[Required work]: Lay out the lines of the entries below as a Markdown table with the columns Row and Line. Put a row number in the first column and the line in the second, and skip any blank lines.
== Provided entries ==
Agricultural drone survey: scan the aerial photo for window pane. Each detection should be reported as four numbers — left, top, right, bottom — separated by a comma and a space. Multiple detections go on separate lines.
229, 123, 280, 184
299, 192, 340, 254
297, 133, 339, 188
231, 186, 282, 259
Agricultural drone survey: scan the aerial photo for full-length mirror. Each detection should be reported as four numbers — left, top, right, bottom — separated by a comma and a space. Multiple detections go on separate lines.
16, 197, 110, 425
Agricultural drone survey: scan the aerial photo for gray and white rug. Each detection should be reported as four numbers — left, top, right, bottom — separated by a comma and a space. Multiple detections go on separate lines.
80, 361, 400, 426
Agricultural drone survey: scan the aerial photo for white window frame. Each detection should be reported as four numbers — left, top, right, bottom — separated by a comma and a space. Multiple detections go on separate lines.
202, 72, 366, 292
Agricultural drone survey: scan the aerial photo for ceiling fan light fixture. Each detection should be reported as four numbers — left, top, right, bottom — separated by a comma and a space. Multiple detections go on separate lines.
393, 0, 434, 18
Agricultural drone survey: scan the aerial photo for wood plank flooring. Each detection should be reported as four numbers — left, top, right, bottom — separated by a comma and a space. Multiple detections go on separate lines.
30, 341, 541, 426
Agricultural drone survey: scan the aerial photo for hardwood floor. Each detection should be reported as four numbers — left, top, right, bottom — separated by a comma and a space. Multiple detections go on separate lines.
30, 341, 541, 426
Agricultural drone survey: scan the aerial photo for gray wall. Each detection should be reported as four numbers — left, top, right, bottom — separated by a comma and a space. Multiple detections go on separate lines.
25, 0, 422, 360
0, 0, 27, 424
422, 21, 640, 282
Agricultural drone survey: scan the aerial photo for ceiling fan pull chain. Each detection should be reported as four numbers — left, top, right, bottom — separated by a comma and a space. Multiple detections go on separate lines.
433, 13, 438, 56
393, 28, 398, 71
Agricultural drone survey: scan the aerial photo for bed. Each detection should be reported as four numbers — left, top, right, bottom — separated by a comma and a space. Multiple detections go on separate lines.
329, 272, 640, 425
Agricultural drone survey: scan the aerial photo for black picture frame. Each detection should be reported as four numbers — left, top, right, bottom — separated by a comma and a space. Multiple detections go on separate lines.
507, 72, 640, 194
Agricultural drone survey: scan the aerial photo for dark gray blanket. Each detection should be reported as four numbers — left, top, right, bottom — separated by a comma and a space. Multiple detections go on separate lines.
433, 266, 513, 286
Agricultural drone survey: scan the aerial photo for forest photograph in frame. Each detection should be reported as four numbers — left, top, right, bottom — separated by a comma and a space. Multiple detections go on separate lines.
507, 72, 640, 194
===
[The solution]:
| Row | Line |
|---|---|
| 1 | Agricultural drone survey: scan the aerial photo for window pane. Each detection should be reported as four numbers — left, top, right, bottom — separated by a comma and a space. Multiple detections go on separate lines. |
| 2 | 229, 123, 280, 184 |
| 3 | 299, 192, 340, 254 |
| 4 | 297, 133, 339, 188 |
| 5 | 231, 186, 282, 259 |
| 6 | Agricultural drone survey: scan the aerial photo for full-length mirror. Each detection should be reported as four numbers — left, top, right, bottom — separated by a comma and a space. Multiple detections go on separate lines. |
| 7 | 16, 197, 110, 425 |
| 8 | Agricultural drone survey: scan the aerial photo for gray and white rug. Each detection should be reported as four numbers — left, top, right, bottom — separated by a comma and a space. Multiple detections go on separate lines. |
| 9 | 80, 361, 400, 426 |
| 10 | Agricultural drone survey: scan the aerial photo for white window frame. Each detection should be reported as four numbers — left, top, right, bottom — separated by a comma and a space. Multiple detections go on separate lines. |
| 11 | 202, 72, 366, 292 |
| 12 | Agricultural drone survey: scan the aerial photo for ceiling fan light fixture. Each detection should be reported as four numbers — left, top, right, bottom — separated by a comma and a space. Multiple detections go on separate lines. |
| 13 | 393, 0, 434, 18 |
| 14 | Agricultural drone survey: scan the aerial photo for wood plank flooring. Each detection should be reported as four numbers — left, top, right, bottom — separated by a comma and a space. Multiple detections go on separate lines. |
| 15 | 30, 341, 541, 426 |
| 16 | Agricultural drone survey: scan the aerial photo for hardwood floor. Each detection should be reported as four numbers — left, top, right, bottom — separated by a comma and a space. Multiple detections go on separate lines. |
| 17 | 30, 341, 541, 426 |
| 18 | Agricultural drone survey: scan the aerial photo for gray wall. Each detection should be reported as four numbers — left, top, right, bottom — separated by a comma and a space. Multiple detections go on separate lines. |
| 19 | 25, 0, 422, 360 |
| 20 | 0, 0, 27, 424 |
| 21 | 422, 21, 640, 282 |
| 22 | Agricultural drone survey: scan the aerial photo for ceiling fan pull chain. Each detection should be reported as four numbers — left, top, right, bottom — separated by a comma and a space. Multiple detections go on separate lines. |
| 23 | 433, 13, 438, 56 |
| 24 | 393, 28, 398, 71 |
| 25 | Agricultural drone survey: scan the aerial photo for bed. Each detection should be reported as four numbers — left, top, right, bottom — separated by a comma and a space. Multiple detections go on separate lines. |
| 26 | 329, 272, 640, 425 |
| 27 | Agricultural drone survey: scan the aerial photo for black picture frame. Each detection should be reported as four numbers — left, top, right, bottom — separated by a comma and a space. Multiple detections go on separate lines. |
| 28 | 507, 72, 640, 194 |
| 29 | Agricultural drone survey: scan the aerial photo for dark gray blanket. Each detection should be reported as four numbers — left, top, right, bottom — separated by a comma and a space. Multiple detections go on separate lines. |
| 30 | 433, 266, 513, 286 |
| 31 | Agricultural drone survey: scan the aerial photo for forest photograph in frame. Each detection should be reported as four numbers — left, top, right, bottom — separated by a comma and a space. Multiple detections go on separate lines. |
| 32 | 507, 72, 640, 194 |